SOURCE TEXT -
──────────────────────────────

Fine Gael have been left reeling after their plans for a widescale indoctrination program on transgenderism was roundly rejected by Catholic schools.
Championed by open borders extremist Roderic O’Gorman, infamous for posing for a photograph with Peter Tatchell, the plans had intended to teach children as young as 4 that there was no intrinsic nature of male and female.
The opposition to Fine Gael’s plans will come as a massive blow to the party, who have managed to ensure the silence and support of Catholic schools for their various social engineering programmes.
The Catholic Primary Schools Management Association however were brave enough to stick their heads above the parapet and defy the government’s incredibly extreme plan.
An irate backlash from Fine Gael emerged today, with the party unaccustomed to resistance, having successfully bullied the church on every front since Enda Kenny shut the Vatican Embassy to distract from austerity policies in the early 2010s.
A clearly rattled Leo Varadkar said:
"I think the purpose of the education system is to prepare children for life and to teach them about the world.
Trans people exist. They have always existed and I think it makes more sense in schools to just inform children about the world around them.
This does not have to be a value judgment as to whether it is right or wrong.
But it just makes sense to me that education is about teaching children about the real world. Trans people exist in the real world so why not just give them information and facts?
It does not have to be a value judgment in either direction to challenge anyone's personal or religious opinions.
The CPSMA had said:
What it means to be transgender would require to teach something about which there is neither a scientific nor social consensus to highly impressionable young children.
It would be counterproductive, generating unnecessary divisions in school communities where none now exist.
More seriously, it might add to a growing psychological contagion amongst young and vulnerable children.
We believe a more prudent and sensible policy is to teach children to respect every human being and to allow children to be children.
We should not prematurely introduce children to complex and sensitive topics around which there is no scientific or medical consensus.

──────────────────────────────

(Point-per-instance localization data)
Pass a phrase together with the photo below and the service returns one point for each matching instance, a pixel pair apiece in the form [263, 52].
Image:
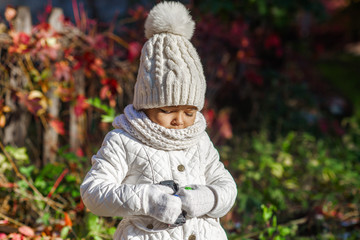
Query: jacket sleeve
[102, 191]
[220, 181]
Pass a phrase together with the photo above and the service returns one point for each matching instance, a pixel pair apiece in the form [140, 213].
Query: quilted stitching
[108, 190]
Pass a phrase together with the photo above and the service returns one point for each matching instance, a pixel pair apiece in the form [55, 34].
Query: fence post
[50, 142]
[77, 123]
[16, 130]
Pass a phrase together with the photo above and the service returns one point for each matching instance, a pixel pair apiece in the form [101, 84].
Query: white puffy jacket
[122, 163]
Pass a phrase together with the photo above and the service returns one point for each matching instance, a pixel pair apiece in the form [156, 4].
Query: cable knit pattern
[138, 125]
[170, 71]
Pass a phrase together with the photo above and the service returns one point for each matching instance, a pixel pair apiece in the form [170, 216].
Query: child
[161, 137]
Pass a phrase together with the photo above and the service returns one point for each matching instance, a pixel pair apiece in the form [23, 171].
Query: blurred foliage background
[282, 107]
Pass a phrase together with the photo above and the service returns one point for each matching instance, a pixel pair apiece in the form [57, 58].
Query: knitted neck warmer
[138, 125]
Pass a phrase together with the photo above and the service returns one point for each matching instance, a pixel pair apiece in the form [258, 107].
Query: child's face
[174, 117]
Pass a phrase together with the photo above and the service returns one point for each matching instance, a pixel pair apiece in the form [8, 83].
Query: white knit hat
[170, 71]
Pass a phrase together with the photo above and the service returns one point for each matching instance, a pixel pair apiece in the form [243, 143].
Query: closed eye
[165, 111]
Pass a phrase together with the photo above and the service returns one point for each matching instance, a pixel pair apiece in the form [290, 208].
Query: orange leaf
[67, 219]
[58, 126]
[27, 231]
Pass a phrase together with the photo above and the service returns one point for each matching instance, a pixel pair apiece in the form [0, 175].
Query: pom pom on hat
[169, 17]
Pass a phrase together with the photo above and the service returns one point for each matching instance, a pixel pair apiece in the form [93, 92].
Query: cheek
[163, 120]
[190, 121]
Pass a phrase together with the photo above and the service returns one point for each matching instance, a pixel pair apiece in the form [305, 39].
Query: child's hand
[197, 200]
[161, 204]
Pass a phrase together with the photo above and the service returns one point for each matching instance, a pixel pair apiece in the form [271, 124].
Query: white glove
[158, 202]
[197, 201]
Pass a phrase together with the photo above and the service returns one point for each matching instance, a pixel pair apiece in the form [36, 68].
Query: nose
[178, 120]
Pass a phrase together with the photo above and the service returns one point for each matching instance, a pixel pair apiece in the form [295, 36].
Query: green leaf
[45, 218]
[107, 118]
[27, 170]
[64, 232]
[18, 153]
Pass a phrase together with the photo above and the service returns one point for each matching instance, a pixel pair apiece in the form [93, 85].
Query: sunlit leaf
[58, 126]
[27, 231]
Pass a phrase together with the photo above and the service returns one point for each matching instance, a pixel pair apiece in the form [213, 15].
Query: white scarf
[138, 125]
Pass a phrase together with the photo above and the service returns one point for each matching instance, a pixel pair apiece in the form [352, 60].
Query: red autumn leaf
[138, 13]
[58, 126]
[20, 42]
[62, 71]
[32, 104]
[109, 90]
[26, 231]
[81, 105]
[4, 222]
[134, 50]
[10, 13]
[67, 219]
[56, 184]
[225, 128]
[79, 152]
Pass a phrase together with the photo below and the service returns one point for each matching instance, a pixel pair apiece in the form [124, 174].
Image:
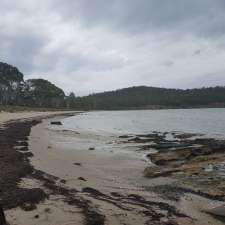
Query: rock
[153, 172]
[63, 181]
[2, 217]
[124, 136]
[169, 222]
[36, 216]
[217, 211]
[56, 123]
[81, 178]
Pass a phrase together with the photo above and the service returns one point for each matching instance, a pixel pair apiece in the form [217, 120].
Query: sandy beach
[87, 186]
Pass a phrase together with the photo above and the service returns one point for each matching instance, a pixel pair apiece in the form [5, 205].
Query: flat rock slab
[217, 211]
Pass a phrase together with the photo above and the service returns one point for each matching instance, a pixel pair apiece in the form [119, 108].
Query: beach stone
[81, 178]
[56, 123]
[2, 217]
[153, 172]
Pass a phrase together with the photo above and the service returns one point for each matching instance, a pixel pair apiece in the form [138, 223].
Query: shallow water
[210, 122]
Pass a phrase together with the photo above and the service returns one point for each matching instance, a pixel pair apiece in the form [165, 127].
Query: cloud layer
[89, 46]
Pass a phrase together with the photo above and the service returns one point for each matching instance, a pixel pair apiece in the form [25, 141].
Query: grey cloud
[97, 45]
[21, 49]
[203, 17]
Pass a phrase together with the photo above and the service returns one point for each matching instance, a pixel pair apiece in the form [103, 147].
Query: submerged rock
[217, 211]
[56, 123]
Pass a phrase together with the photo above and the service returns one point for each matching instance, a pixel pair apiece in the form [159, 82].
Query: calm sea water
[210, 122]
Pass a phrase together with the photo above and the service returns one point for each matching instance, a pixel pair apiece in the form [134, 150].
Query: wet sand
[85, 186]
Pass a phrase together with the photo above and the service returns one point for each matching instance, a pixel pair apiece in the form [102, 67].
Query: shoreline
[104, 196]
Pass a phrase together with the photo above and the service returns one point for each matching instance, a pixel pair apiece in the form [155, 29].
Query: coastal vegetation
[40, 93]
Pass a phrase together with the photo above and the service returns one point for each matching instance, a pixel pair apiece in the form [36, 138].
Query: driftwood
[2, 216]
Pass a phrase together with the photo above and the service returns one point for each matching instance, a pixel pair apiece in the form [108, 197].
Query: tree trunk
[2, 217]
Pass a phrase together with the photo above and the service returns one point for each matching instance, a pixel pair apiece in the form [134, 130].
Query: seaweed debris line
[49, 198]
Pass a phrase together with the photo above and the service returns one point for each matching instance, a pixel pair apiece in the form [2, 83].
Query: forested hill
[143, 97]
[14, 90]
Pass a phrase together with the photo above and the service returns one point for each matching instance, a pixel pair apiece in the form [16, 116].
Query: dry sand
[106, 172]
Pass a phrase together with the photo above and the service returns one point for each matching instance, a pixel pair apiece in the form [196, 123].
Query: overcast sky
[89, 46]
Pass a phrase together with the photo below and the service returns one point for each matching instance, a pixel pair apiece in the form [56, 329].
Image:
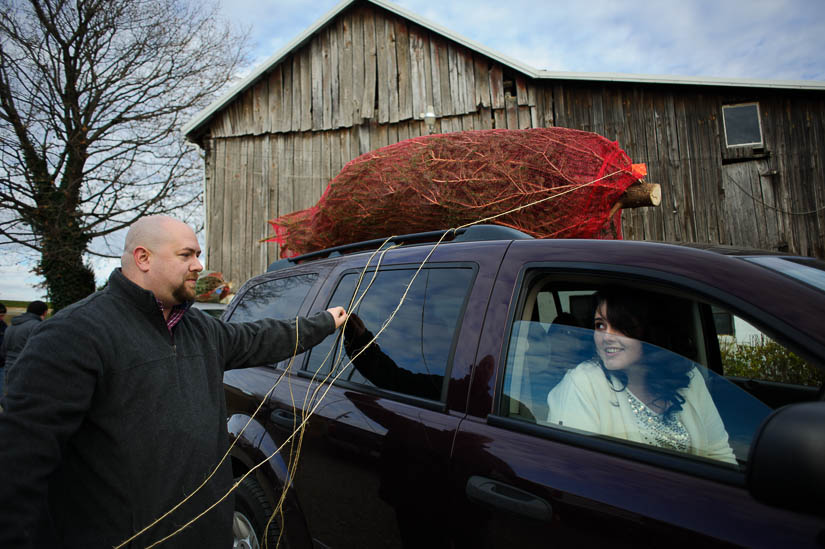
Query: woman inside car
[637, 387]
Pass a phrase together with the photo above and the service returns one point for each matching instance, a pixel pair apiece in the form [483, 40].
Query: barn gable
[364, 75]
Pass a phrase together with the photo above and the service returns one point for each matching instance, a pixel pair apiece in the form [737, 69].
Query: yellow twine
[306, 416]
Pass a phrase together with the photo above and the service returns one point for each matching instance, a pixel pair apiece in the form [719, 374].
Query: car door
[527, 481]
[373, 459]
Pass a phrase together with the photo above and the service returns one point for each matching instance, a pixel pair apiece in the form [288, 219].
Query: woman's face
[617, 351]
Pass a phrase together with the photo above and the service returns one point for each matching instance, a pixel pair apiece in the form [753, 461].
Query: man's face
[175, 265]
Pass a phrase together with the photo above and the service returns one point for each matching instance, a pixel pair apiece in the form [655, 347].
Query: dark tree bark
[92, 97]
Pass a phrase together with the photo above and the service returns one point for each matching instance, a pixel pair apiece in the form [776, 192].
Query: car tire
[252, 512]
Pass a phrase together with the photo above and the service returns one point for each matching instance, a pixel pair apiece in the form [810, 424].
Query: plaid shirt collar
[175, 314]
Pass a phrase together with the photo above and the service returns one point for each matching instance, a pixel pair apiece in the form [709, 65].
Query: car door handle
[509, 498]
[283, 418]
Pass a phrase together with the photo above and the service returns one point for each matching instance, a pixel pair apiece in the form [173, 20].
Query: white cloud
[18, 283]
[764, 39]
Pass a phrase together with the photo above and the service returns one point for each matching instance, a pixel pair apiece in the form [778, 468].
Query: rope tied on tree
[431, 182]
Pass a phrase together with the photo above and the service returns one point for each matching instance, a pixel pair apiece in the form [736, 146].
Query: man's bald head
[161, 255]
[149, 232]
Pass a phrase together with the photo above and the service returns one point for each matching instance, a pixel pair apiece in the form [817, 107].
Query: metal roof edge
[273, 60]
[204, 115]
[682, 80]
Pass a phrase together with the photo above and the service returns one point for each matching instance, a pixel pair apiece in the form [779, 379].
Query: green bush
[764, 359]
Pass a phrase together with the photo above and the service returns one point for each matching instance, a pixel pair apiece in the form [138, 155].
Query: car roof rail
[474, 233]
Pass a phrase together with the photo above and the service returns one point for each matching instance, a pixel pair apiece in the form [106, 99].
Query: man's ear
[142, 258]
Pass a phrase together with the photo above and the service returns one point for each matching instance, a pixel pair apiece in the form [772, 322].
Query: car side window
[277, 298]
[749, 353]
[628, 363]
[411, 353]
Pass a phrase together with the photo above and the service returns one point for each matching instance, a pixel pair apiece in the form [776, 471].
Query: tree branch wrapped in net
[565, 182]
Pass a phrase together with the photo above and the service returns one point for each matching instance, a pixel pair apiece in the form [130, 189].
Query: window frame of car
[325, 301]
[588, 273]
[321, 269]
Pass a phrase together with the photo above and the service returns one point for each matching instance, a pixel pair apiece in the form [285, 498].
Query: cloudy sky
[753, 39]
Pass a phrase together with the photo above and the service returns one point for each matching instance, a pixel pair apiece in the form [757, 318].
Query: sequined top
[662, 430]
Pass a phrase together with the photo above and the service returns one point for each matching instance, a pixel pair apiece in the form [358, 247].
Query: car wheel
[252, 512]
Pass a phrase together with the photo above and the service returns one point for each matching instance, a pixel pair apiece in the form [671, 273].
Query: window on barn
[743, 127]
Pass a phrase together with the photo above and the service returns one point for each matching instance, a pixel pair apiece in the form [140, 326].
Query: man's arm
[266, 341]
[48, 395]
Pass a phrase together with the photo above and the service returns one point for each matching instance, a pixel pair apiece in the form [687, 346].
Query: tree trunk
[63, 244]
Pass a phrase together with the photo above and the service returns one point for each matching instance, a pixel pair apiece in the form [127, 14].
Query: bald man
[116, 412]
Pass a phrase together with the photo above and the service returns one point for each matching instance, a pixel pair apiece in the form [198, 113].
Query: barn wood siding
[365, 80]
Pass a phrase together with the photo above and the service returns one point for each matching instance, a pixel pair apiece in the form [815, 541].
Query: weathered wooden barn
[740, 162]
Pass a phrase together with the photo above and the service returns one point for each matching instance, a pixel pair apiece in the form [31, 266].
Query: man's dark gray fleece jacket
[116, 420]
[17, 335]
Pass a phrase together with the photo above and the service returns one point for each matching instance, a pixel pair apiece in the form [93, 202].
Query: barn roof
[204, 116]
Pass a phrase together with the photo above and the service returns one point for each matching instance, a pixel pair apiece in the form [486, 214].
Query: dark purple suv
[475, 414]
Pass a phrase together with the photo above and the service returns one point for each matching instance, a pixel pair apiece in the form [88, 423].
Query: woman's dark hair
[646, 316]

──────────────────────────────

EXERCISE REQUIREMENTS - In the source text, which organization defied the government's plan?

THE COMPLETED TASK - The Catholic Primary Schools Management Association.